> [Challenge 1] According to the profile of Seumas Milne, in what year was he made Comment Editor?
> [Challenge 2] List every region the profile of Seumas Milne says he reported from as a news reporter.
> [Challenge 3] Reproduce the profile of Seumas Milne word for word from "In 1990, he" to "to be absurd.".

> [Reading passage]
In 1984, he joined ‘The Guardian’ as a news reporter on the recommendation of Andrew Knight, Editor of The Economist. In 1989, he published his first book, 'Beyond the Casino Economy: Planning for the 1990s’, which was coauthored with Jonathan Michie and Nicholas Costello.
In 1990, he became a Labor Correspondent, holding the position till 1995, thereafter he was promoted to the post of Labour Editor. Meanwhile in 1994, he defended his colleagues, Richard Gott, when the latter was accused of being an influential KGB agent, declaring it to be absurd.
Also, in 1994, he published his second book, 'The Enemy Within: The Secret War Against the Miners'. In it, he dealt with the 1984-1985 miners’ strike, focusing on how the establishment subverted the strike and misled the public.
In 2001, Seumas Milne was made a Comment Editor, and in this role, he successfully turned the comment pages into a very thought provoking opinion segment. In 2004, he published an article by Osama bin Laden, which was actually assembled from recordings of one of his speeches. It created great controversy.
In 2007, he was removed from the post of Comment Editor, possibly because he was devoting too much space to Palestine. He now became a full-time writer and columnist, writing among other pieces, a weekly column for the ‘op-ed’ page and a blog for Comment is Free.
In addition to writing, he also retained an advisory role as Associate Editor (Comment). Moreover, he continued to serve as news reporter, reporting from Middle East, Latin America, Russia, Eastern Europe and South Asia.
In 2012, he published his third book, 'The Revenge of History: The Battle for the Twenty First Century'. Consisting of columns he had written in The Guardian over ten years, the book has been described as “a powerful indictment of the United States, a global and corporate empire in decline”.

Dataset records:
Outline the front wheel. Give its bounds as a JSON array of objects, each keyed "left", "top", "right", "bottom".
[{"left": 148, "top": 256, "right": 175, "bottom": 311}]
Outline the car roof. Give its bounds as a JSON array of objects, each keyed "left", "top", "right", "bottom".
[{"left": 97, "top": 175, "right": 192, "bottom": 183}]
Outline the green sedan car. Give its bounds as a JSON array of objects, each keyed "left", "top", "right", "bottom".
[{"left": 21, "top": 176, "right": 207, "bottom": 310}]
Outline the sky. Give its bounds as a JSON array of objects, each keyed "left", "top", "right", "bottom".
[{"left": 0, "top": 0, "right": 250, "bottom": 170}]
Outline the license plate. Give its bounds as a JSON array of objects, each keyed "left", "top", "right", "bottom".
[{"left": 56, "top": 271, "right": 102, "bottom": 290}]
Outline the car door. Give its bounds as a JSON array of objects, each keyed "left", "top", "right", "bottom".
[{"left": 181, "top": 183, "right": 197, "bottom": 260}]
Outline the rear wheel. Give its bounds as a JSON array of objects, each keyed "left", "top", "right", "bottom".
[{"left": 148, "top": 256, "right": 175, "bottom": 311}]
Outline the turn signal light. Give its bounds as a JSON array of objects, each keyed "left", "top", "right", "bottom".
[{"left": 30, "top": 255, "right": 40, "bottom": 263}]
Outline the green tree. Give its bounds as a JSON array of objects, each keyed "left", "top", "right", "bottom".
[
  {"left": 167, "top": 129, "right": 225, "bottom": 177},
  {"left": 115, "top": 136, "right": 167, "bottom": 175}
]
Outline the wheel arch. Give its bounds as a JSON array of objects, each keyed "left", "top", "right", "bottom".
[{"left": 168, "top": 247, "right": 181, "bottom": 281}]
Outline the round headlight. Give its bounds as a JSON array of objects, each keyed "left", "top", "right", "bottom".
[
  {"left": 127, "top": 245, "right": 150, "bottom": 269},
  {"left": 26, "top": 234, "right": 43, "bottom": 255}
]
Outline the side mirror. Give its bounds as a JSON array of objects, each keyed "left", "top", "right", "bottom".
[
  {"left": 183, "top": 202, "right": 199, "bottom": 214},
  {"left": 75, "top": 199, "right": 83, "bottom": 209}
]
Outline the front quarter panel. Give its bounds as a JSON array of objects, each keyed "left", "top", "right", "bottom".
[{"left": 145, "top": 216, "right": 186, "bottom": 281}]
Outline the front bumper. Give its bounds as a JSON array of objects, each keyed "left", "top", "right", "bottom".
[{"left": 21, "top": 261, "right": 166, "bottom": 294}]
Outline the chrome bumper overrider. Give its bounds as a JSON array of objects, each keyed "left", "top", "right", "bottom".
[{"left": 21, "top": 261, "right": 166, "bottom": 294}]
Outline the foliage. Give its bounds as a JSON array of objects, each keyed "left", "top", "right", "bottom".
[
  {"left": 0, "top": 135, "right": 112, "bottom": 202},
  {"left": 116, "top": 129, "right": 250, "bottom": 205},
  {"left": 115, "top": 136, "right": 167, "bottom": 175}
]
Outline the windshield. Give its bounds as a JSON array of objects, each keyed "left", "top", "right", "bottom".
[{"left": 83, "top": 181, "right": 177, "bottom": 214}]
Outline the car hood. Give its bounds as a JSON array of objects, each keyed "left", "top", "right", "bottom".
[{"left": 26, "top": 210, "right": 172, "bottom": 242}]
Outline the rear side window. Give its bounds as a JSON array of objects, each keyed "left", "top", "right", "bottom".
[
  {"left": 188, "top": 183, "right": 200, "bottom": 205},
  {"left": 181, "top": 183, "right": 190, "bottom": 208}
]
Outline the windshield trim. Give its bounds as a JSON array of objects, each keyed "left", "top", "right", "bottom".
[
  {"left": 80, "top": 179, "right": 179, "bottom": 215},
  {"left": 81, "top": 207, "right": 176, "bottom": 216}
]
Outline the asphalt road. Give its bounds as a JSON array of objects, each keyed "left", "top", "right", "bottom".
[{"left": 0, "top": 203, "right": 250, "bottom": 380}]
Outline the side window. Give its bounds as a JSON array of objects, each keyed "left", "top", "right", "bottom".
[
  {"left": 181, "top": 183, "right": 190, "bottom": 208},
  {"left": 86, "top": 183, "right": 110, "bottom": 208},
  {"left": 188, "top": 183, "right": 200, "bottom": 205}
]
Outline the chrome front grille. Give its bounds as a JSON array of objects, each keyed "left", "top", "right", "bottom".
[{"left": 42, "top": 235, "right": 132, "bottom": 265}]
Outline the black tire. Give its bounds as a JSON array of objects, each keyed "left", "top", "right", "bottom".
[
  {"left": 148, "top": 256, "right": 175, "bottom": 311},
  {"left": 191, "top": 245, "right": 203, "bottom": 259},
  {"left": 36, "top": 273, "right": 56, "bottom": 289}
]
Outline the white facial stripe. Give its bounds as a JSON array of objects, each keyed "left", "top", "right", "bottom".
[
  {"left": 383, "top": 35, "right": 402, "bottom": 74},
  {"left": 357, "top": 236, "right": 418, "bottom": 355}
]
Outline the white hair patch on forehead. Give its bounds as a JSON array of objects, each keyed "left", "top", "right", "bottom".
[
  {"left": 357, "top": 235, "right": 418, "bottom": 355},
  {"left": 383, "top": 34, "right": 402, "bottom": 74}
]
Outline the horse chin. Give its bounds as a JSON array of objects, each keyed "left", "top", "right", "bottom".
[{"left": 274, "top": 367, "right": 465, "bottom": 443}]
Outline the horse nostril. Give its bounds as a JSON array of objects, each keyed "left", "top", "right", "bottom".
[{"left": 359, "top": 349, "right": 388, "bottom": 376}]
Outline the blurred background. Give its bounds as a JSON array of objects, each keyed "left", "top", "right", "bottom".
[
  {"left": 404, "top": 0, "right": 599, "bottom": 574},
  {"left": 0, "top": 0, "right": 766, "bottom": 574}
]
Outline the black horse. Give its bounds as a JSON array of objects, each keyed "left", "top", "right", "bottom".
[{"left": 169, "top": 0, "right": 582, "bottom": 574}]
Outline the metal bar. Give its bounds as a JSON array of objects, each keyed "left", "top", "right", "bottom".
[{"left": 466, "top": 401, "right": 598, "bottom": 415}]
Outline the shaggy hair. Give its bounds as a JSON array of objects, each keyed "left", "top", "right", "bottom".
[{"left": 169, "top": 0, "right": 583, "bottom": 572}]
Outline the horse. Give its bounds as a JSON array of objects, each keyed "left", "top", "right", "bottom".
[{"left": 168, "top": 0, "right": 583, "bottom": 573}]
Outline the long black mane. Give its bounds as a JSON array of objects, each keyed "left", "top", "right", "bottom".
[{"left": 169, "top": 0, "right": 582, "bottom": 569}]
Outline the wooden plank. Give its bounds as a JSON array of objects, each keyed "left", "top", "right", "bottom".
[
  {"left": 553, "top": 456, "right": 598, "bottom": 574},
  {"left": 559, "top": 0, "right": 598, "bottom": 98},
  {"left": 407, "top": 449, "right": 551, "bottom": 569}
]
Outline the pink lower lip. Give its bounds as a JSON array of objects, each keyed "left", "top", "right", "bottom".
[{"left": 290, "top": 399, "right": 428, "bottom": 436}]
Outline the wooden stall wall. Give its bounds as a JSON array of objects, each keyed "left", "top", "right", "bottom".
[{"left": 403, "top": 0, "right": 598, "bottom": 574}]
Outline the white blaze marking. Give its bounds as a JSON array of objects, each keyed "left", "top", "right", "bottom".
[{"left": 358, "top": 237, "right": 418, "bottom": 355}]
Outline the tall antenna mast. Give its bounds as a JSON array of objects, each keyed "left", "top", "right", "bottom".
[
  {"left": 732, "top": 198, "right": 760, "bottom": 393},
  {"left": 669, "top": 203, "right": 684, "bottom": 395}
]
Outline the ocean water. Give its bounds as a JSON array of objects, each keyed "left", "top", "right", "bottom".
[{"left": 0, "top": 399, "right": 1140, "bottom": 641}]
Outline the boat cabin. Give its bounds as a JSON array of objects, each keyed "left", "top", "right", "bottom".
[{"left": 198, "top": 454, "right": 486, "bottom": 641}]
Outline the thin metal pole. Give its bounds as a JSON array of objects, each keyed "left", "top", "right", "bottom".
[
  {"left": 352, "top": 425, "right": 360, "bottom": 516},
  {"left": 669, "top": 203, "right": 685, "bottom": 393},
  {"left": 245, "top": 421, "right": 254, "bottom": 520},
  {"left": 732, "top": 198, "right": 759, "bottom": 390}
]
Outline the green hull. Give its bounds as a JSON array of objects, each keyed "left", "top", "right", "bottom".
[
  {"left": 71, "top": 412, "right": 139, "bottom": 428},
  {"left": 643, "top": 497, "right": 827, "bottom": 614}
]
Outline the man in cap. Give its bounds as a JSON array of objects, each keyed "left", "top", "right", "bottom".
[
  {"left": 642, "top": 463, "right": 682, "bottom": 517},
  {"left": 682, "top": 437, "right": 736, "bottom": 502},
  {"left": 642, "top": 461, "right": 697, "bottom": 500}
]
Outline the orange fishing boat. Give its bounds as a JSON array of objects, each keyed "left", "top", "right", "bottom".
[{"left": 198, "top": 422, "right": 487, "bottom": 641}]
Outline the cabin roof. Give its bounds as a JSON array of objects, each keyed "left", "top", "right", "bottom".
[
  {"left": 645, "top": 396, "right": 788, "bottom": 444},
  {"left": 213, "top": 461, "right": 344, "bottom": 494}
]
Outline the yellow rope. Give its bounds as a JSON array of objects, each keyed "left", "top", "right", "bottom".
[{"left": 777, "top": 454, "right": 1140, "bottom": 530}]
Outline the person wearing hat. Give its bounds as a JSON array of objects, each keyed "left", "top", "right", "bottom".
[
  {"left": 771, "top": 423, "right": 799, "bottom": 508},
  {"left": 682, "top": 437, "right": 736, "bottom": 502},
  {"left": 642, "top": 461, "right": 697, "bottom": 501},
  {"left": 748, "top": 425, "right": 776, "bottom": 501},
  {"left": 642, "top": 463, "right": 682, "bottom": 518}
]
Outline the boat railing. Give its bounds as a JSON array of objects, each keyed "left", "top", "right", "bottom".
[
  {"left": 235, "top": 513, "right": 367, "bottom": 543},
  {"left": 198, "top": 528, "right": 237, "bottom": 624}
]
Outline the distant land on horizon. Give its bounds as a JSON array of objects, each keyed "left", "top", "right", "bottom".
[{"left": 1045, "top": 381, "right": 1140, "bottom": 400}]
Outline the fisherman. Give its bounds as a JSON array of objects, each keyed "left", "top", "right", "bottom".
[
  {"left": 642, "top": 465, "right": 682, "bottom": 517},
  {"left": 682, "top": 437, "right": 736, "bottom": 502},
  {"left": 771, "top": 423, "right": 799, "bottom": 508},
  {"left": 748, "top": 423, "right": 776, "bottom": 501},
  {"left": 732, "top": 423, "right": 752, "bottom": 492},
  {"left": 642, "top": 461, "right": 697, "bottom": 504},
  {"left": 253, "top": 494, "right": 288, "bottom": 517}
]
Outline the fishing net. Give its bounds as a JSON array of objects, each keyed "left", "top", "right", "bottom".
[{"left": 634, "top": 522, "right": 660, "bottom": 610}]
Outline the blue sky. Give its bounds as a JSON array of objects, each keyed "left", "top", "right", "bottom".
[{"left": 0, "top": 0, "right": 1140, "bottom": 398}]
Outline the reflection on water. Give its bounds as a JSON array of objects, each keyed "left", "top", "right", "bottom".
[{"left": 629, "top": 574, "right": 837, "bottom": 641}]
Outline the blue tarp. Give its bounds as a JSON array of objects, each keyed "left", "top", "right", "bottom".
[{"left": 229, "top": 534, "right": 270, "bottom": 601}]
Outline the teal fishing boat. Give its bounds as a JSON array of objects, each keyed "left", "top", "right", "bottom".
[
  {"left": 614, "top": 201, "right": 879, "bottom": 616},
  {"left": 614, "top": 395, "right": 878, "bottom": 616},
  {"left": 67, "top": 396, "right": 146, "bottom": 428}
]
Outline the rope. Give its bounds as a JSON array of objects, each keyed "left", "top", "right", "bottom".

> [Written answer 1] 2001

> [Written answer 2] Middle East, Latin America, Russia, Eastern Europe, South Asia

> [Written answer 3]
In 1990, he became a Labor Correspondent, holding the position till 1995, thereafter he was promoted to the post of Labour Editor. Meanwhile in 1994, he defended his colleagues, Richard Gott, when the latter was accused of being an influential KGB agent, declaring it to be absurd.